WHAT TO DO: Gather every line in the records below that contains the string "wall" and copy each one out. Case counts.

-- start MATERIAL FOR THIS TASK --

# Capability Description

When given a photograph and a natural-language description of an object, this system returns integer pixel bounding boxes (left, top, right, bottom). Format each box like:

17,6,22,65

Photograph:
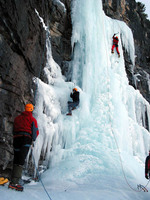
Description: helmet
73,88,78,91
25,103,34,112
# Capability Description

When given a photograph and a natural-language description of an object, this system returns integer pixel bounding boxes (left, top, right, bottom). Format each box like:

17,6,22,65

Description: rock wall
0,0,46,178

-- end MATERIAL FOR THIS TASK --
-- start MATERIAL FOR THIS TASK --

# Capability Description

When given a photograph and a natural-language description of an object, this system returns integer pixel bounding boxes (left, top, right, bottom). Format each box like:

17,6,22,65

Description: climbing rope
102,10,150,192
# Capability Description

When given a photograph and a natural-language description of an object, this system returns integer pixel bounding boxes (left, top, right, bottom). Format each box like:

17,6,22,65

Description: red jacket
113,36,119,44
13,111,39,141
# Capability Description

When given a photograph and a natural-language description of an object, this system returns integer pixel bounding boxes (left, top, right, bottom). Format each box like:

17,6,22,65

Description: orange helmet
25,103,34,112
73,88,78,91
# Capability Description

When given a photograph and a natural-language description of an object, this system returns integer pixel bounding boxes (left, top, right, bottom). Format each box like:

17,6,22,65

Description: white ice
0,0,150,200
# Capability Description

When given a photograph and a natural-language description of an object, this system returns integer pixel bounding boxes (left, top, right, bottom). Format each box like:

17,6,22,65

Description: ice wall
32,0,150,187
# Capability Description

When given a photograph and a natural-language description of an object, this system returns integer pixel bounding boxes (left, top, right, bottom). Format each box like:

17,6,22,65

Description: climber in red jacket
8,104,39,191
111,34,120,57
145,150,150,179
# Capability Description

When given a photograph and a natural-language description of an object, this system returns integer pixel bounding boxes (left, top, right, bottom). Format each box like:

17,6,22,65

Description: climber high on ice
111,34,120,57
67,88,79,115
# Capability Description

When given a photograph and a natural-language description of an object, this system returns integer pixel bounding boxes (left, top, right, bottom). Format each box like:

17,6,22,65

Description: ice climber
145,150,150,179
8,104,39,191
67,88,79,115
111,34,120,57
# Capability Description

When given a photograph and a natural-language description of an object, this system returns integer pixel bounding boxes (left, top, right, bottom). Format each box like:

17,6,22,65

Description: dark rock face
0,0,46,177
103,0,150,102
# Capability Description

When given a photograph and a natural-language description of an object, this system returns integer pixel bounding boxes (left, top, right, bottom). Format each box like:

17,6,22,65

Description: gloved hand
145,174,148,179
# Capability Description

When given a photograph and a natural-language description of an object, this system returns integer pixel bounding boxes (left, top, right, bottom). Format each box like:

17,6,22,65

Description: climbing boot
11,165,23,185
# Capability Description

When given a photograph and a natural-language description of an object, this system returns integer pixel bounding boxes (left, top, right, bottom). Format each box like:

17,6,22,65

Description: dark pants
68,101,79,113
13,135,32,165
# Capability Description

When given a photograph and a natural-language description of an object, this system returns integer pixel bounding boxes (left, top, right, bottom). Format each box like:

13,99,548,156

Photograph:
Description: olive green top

-- end MATERIAL FOR THIS TASK --

ANSWER TO THE EXERCISE:
Description: rock wall
Description: ice wall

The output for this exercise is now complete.